Passage for review —
┌────────

London – 21 September 2021 – The UK’s housing market has been hot for the past year, and there is no end in sight to the continued growth in prime markets. With this article, we review feedback from several industry experts answering what is going on and what particular sectors will lead this growth for the rest of 2021 and beyond.
In short, looking forward, realignment in buyer and seller expectations is key to the prime regional market momentum while at the same time Prime Central London (PCL) remains poised for a strong recovery.
Prime regional real estate has seen some great numbers so far in 2021. According to Savills research:
Q1 2021 has seen 5.6% price growth, and both HULT and Savills expect to see a total of 9.0% price growth for the year. This next half year is combined with subsequent years, making a total 25.1% Prime Regional price growth forecast for the coming five years.
What is going on with Prime Regional?
For the UK’s prime regional markets, all four of the past quarters have had robust price growth, increasing in value by an average of 8.5%. This is the best year in more than a decade. The reason behind it was mainly in the larger home market; many affluent buyers with existing wealth in homes were choosing to upgrade during the Covid-19 lockdowns. They were also choosing to relocate in order to be closer to family members. This choice to relocate was combined with prioritizing quality of life over a more traditional homeowner rational choice.
According to Savills’ Frances Clacy, Associate Director, Residential Research, the result is that many well-priced homes began selling quickly, and homes in the most sought-after of markets were attracting competitive bidding. This buying frenzy and price increases were exacerbated by homeowners who were reluctant to put their homes up for sale for fear that the pandemic would worsen, creating a lack of options across the market, but especially in the country house and coastal markets. The country and coasts have seen respective annual price growth of 12.9% and 14.6%.
As the Delta variant begins to lose its strength, the UK will start to win the Covid-19 fight with its ongoing vaccine rollout; Savills and HULT Private Capital are predicting more stock to come onto the market. With these new entries, a readjustment in buyer/seller expectations will be required if market momentum is to continue.
Prime Markets are also expected to see a more negligible effect from the tapered England/Northern Ireland stamp duty holiday withdrawal, which led to country-wide market urgency—causing Savills and HULT Private Capital to upgrade their value forecast to continue rising for the remainder of the year, especially for Prime London real estate.
The implications of increased tax prospects and gradually rising interest rates will be the main drivers of the Prime Markets in 2022 and beyond. If there are additional lockdowns or government spending, the potential for increased taxes is heightened; this would mean less capacity for significant price increases in much of the country due to the reduced spending power of buyers. Prime Central London will likely be the exception.
Prime Central London
In the first half of 2021, Prime Central London (PCL) saw a modest 0.6% price growth. The remainder of the year should see a +2.0% rise, and Savills expects the PCL to see a five-year price forecast increase of 21.5%. According to HULT Private Capital, as affluent Londoners were moving back to family in the country and on the coasts, they were leaving homes behind that had already been appreciating during years of ownership (mostly from purchases prior to 2014). These sales with minimal profits were an opportunity for buyers like HULT Private Equity real estate fund.

└────────

Saved data entries —
┌────────

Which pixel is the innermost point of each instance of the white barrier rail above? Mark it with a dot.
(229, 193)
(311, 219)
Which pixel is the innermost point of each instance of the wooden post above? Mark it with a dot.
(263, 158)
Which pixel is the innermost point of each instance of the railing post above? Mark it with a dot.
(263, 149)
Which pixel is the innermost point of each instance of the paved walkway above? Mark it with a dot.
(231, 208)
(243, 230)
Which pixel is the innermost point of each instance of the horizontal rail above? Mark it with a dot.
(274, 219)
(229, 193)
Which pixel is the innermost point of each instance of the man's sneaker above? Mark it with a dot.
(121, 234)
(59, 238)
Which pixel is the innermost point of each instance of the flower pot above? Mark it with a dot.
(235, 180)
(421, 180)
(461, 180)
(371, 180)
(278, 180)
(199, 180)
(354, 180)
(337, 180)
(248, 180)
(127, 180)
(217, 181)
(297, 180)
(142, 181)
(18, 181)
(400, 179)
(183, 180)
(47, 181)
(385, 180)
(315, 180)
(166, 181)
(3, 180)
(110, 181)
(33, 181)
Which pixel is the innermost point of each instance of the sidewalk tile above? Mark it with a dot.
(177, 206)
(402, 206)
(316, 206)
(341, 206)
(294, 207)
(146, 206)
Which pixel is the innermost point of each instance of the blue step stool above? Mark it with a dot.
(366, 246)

└────────

Exercises —
A) In the housing market article, by what average did the UK's prime regional markets increase in value over the past four quarters?
B) Please update the housing market article, beginning at the words that have "London – 21" and stopping after "2021 and beyond.", with "hot" replaced by "booming".
C) According to the housing market article, why did the UK's prime regional markets have such strong price growth over the past year?
The rows have no connection to the housing market article.

Exercise solutions —
A) 8.5%

B)
London – 21 September 2021 – The UK’s housing market has been booming for the past year, and there is no end in sight to the continued growth in prime markets. With this article, we review feedback from several industry experts answering what is going on and what particular sectors will lead this growth for the rest of 2021 and beyond.

C) The growth came mainly from the larger home market. Many affluent buyers with existing wealth in homes chose to upgrade during the Covid-19 lockdowns, and they also relocated to be closer to family, prioritizing quality of life.